== To be done ==
Which lines in the items below contain the word "tire"? Copy out every one of them.

== Data records ==
===============

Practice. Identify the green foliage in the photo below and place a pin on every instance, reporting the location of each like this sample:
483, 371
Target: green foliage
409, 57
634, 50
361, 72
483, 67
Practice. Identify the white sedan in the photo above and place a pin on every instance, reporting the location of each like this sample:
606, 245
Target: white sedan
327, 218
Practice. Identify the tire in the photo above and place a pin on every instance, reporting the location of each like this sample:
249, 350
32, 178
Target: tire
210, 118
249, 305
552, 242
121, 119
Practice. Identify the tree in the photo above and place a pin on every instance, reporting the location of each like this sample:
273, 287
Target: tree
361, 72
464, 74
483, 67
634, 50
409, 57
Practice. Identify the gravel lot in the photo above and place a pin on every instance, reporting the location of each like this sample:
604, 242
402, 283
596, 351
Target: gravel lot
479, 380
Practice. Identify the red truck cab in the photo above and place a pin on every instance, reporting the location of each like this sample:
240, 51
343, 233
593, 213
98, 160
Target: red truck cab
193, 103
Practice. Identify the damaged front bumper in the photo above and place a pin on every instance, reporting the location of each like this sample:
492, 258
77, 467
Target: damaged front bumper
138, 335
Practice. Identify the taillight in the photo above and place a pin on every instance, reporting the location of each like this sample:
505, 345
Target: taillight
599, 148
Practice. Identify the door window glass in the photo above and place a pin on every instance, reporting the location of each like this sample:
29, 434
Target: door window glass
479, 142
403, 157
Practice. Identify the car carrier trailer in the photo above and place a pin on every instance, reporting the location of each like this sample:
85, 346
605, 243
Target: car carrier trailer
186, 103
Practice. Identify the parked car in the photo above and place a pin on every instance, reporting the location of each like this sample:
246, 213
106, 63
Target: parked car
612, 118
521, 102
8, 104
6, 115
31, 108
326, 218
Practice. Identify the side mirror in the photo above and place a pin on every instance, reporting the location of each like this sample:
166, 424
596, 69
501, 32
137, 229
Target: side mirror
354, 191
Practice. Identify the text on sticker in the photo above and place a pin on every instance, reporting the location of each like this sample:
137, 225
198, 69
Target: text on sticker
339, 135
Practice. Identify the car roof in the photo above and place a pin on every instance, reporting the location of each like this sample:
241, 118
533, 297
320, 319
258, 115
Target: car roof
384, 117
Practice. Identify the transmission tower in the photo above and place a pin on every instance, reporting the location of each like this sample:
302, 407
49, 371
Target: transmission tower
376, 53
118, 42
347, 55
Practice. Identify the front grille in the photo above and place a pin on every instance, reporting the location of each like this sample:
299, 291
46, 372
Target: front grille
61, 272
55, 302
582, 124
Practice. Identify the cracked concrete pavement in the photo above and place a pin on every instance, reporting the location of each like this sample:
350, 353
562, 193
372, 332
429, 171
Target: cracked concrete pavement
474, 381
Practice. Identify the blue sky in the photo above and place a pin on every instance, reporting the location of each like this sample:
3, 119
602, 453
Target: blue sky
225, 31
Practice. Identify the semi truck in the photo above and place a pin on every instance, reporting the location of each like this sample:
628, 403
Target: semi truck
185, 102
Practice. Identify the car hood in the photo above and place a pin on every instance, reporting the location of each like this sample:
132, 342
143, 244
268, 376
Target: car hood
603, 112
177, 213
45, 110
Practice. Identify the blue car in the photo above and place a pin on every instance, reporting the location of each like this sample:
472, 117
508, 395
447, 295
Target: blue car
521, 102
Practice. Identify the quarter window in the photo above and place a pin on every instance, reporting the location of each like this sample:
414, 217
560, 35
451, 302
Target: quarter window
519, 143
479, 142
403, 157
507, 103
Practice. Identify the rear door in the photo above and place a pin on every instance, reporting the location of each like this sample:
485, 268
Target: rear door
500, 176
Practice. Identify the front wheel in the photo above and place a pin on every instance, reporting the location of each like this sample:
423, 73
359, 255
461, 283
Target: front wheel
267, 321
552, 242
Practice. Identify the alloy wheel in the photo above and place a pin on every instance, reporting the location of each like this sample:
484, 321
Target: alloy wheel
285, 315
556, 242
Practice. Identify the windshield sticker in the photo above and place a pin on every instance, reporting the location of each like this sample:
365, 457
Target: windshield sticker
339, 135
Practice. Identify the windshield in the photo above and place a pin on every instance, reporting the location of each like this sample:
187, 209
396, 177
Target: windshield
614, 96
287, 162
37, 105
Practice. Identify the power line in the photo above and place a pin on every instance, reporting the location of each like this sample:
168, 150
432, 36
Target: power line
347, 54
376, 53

===============

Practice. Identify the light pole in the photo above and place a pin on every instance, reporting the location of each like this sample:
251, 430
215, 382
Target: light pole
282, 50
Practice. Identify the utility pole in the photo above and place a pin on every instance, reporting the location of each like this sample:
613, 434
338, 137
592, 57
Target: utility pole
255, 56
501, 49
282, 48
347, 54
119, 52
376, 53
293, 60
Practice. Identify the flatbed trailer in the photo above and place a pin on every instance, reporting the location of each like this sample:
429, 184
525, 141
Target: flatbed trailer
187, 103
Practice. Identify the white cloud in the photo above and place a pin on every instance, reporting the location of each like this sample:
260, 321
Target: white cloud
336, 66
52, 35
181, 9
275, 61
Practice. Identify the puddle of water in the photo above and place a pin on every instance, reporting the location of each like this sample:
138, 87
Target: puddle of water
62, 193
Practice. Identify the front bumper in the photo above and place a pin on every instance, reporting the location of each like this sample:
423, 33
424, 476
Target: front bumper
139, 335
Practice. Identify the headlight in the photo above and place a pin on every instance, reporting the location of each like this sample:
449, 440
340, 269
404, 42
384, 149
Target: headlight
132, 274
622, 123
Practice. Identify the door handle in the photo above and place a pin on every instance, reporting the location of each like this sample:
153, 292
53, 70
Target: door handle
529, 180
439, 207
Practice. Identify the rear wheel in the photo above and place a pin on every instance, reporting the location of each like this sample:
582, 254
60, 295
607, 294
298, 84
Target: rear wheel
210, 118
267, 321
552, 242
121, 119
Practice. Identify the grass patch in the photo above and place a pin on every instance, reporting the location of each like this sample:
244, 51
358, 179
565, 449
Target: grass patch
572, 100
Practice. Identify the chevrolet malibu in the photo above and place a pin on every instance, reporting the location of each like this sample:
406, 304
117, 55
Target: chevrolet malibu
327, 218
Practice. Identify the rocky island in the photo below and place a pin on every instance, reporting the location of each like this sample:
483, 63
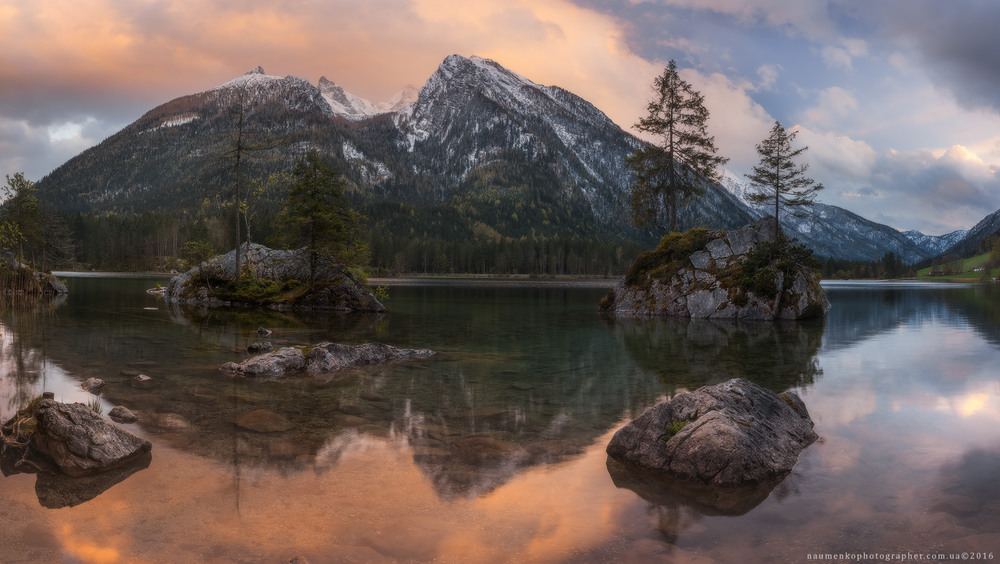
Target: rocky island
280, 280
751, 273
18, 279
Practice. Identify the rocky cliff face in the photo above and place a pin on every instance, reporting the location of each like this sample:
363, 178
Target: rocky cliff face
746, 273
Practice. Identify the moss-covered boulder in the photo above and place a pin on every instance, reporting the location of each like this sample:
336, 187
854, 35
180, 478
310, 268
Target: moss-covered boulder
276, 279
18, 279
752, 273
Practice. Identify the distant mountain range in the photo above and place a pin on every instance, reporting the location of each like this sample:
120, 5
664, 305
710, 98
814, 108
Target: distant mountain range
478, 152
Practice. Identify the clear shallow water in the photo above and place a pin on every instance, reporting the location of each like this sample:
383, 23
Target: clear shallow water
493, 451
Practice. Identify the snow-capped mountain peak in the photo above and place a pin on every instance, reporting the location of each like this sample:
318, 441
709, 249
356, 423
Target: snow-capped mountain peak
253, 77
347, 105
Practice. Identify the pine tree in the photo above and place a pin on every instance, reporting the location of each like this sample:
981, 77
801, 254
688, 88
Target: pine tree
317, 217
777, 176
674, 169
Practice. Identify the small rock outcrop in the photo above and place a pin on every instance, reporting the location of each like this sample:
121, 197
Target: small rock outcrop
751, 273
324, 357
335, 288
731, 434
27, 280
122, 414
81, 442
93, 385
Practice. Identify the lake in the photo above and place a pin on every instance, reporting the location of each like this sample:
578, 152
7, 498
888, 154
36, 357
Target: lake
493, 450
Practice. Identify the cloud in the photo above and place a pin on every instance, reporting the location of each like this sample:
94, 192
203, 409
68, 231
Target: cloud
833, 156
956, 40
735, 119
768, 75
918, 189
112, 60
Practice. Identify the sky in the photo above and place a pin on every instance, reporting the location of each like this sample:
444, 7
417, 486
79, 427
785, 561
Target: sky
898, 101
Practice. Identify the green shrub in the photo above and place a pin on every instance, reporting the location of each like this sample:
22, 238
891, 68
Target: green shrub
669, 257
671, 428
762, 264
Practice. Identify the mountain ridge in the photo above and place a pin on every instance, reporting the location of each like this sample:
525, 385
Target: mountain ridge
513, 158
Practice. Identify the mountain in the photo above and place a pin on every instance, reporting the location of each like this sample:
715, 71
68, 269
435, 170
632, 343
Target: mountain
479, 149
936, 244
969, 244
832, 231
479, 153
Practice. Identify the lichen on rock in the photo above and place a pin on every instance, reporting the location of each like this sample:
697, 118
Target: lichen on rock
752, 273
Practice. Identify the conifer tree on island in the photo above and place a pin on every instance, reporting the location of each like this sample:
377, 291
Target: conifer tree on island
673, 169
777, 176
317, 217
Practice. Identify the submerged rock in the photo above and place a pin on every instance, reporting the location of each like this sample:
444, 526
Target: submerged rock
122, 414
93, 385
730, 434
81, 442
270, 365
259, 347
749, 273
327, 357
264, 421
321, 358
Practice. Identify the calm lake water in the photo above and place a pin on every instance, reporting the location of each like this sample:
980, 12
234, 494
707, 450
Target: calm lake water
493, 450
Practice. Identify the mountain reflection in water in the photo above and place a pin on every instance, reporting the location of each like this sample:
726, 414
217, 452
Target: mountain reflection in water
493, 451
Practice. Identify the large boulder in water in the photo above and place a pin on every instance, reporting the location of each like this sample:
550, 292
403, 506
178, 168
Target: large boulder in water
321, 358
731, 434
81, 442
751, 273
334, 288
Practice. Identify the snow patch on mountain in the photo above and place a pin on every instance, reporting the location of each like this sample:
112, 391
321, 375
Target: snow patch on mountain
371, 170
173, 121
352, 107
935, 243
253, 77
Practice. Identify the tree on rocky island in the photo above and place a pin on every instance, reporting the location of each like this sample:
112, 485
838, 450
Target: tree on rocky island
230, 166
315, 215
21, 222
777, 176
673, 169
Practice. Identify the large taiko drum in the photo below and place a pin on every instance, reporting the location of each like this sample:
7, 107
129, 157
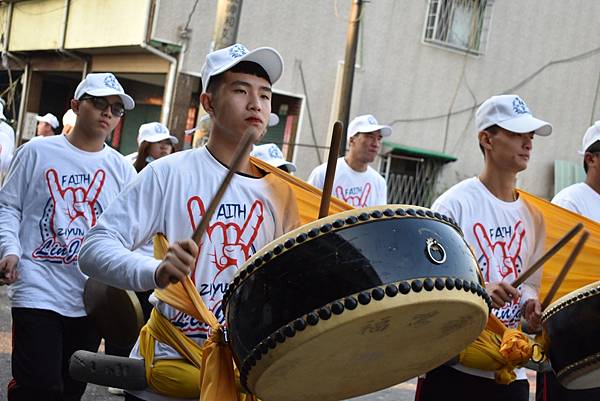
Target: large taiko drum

===============

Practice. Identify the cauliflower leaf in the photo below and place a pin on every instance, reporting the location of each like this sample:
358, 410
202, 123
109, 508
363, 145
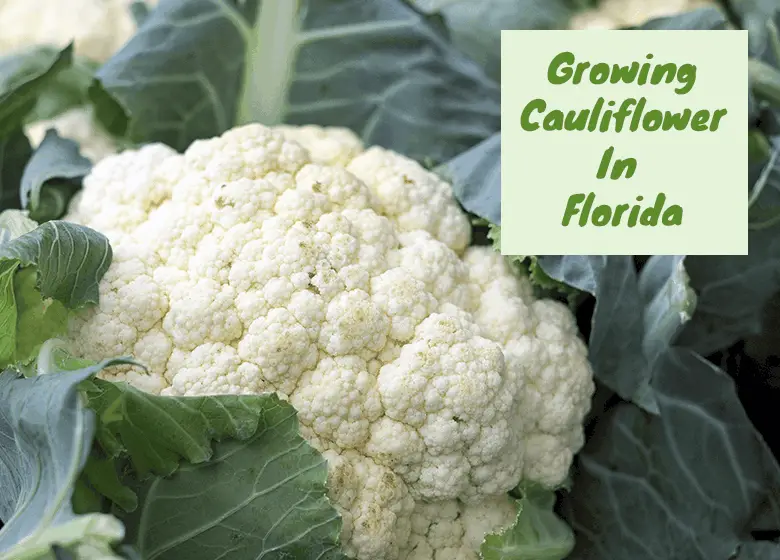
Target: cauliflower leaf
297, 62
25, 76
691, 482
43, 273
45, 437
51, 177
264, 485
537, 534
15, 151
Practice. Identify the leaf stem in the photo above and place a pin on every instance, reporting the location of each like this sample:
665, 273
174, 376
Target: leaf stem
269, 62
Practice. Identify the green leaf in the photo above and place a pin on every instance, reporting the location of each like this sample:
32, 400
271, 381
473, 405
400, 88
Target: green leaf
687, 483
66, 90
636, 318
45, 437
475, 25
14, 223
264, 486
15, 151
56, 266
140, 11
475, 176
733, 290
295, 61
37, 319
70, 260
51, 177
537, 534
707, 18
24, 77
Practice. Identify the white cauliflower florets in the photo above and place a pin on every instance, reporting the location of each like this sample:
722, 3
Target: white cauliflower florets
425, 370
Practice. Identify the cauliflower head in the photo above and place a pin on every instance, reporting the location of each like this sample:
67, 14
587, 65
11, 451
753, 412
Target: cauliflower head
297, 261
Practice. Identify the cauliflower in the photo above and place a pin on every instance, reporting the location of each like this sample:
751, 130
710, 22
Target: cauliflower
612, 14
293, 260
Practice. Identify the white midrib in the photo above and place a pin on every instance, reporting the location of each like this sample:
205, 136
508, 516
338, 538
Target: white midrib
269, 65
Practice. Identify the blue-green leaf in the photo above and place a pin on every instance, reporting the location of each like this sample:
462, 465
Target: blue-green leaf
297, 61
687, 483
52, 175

===============

== Result of the exercise ==
Practice. Identify the tire in the photo above and place a pin on every instance, reporting the location of each like this sample:
Target: tire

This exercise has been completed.